# AIM OF THE EXERCISE:
Nothing may be left out of the listing below but its images; repeat the rest exactly.
§
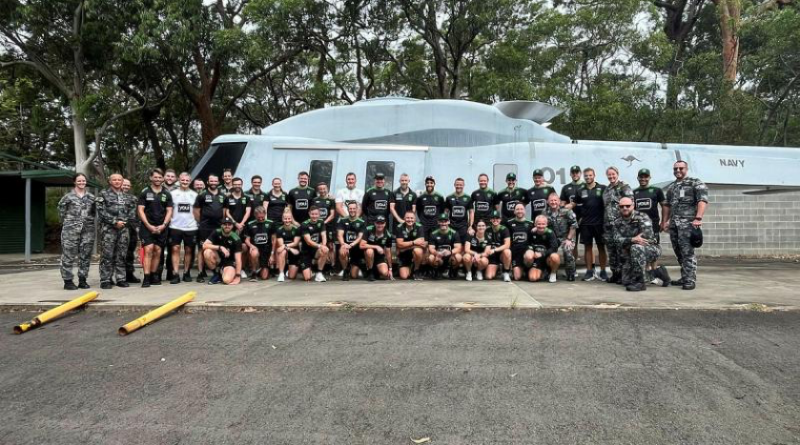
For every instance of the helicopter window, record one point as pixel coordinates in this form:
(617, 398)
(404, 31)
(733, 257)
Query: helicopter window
(385, 167)
(320, 171)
§
# ANSWER BOX:
For every instance of the helicopter window, record one point as pixel coordinates in this form:
(617, 398)
(404, 31)
(733, 257)
Query: helicopter window
(385, 167)
(320, 171)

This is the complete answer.